The records below are to be transcribed in full, exactly as given.

★ ★ ★ ★

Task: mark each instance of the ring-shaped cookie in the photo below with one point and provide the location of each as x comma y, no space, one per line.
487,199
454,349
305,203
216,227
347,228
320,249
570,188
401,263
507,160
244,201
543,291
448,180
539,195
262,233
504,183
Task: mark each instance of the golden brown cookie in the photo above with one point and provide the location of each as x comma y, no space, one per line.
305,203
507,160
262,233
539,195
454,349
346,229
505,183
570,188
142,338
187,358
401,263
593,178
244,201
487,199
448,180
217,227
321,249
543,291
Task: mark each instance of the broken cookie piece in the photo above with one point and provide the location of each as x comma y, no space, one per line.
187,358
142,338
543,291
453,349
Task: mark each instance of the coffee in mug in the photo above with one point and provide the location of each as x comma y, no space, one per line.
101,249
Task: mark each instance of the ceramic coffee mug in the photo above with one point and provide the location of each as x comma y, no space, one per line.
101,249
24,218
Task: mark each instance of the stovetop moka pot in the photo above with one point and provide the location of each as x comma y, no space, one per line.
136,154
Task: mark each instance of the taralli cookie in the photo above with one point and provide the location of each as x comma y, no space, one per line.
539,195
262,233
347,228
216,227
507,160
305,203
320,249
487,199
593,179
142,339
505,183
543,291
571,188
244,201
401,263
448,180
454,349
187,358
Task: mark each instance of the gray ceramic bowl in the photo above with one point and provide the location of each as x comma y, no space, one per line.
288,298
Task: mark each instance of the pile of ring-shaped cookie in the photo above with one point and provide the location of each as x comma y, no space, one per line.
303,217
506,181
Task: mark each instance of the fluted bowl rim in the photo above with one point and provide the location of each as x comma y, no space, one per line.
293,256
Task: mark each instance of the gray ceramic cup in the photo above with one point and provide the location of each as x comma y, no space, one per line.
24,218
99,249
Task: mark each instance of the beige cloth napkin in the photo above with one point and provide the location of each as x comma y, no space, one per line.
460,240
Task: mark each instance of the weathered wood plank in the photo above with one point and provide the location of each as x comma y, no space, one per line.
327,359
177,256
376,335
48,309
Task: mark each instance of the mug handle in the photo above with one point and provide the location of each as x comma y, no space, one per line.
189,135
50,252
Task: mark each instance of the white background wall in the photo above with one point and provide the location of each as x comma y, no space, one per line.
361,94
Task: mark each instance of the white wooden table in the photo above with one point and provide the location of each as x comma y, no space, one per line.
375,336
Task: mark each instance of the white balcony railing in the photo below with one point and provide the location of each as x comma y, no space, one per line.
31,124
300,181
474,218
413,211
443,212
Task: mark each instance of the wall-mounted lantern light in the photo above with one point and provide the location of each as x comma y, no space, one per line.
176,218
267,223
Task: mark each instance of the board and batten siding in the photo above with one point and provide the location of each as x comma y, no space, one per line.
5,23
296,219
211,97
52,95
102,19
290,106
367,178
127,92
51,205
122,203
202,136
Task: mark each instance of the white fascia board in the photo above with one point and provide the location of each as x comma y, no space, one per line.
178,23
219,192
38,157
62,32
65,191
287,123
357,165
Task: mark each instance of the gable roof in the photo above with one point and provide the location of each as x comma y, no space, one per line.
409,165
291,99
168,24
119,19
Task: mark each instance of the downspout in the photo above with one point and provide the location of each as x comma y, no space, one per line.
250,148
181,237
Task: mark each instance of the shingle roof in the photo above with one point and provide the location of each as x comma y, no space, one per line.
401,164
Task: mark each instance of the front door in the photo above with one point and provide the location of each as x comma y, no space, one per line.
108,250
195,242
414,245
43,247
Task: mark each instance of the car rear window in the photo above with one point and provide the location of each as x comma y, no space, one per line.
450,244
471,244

★ ★ ★ ★

> Response area
Task: mark each instance of the ring-shaped cookie in the photo below with one point and provide the location of each as x comma y, no space, one per line.
487,199
454,349
305,203
216,227
347,228
320,249
570,188
401,263
507,160
244,201
543,291
448,180
539,195
262,233
504,183
Task: mark each instance of the golden brown cookie in the photo above with one point and provide the location of each as x comma y, no space, one per line.
305,203
507,160
262,233
539,195
454,349
346,229
505,183
570,188
142,338
187,358
401,263
593,178
244,201
487,199
448,180
217,227
321,249
543,291
Task: mark each instance of the broken cookie piece in the photo above with one point and provide the location of each as x comma y, no space, one per line.
187,358
142,338
543,291
453,349
Task: mark each instance of the coffee in mug in the photo above with one point and provide the location of each as x comma y, no space, one per line.
101,249
Task: mark each instance of the ceramic coffee mug in the photo above with one point and provide the location of each as x comma y, no space, one per line.
101,249
24,218
Task: mark each instance of the stovetop moka pot in the photo above with one point and provide the location of each as x comma y, no space, one per line.
136,154
Task: mark each instance of the taralli cookie in the photo above with one point and provide the location of each as x comma y, no space, one per line.
539,195
262,233
347,228
216,227
507,160
305,203
320,249
487,199
593,179
142,339
505,183
543,291
571,188
244,201
401,263
448,180
454,349
187,358
Task: mark each instance of the gray ceramic bowl in the photo above with one point and provide the location of each as x comma y, no space, one per line.
288,298
Task: mark each instance of the pile of ring-shaped cookie in the photo above with one point and provide the location of each as x comma y, no space, one per line.
303,217
506,181
Task: mark each instance of the fluted bowl rim in the photo above with one point and provide the location of each as x comma y, no space, one per line.
293,256
Task: mark each instance of the gray ceramic cup in the photo above with one point and provide the location of each as x comma y, no space, one per line.
24,218
99,249
Task: mark each instance of the beige cloth napkin in the photo above with one point and provide the location of each as x comma y, no space, one per line.
460,240
Task: mark each instance of the weathered wood plank in the photo above with one point and provide the location of each as x comma y, no space, one per line.
327,359
177,256
376,335
48,309
Task: mark each instance of the mug handle in the photo above with one point and provide the location of each as x comma y, no space, one per line.
189,135
50,252
Task: mark each instance of the white background wall in the photo above with one point and provide the location of each as x comma y, no space, one per line.
361,94
Task: mark each instance of the white wooden table in the photo above with one point and provide the location of each as x comma y, no space, one per line.
375,336
Task: mark each instance of the white balcony railing in the photo below with one point and provide the location of each as x comma y, no space, one per line.
31,124
300,181
474,218
413,211
443,212
Task: mark each instance of the wall-mounted lantern light in the photo above with one point and provide the location of each as x comma y, no space, one per line.
176,218
267,223
Task: mark each instance of the board and batten siding in the photo above with one point and provide the location of each as x comma y, no space, one per line.
5,23
296,219
211,97
52,95
102,19
290,106
367,178
127,92
51,205
122,203
202,136
Task: mark each instance of the white fascia board in the photo above with one point and provide the location of each as x comma y, no space, one per line.
178,23
219,192
38,157
62,32
65,191
287,123
357,165
Task: mark each instance of the gable roof in the photo above with one point and provide the location of each as x comma y, no space, one per line.
409,165
291,99
168,24
119,19
Task: mark each instance of the downspout in the photo above with one point and provide the location of each as x comma y, no space, one per line.
250,148
181,237
Task: mark each instance of the shingle roof in the photo above with one point and provide the location of each as x comma y, no space, one per line.
401,164
Task: mark each instance of the front door in the photo above with one point and provide the location of each as x comma y, no space, one per line.
108,250
195,242
414,245
43,247
Task: mark each instance of the car rear window in the photo above with one point and provide the location of each as x comma y, no space, one per line.
450,244
471,244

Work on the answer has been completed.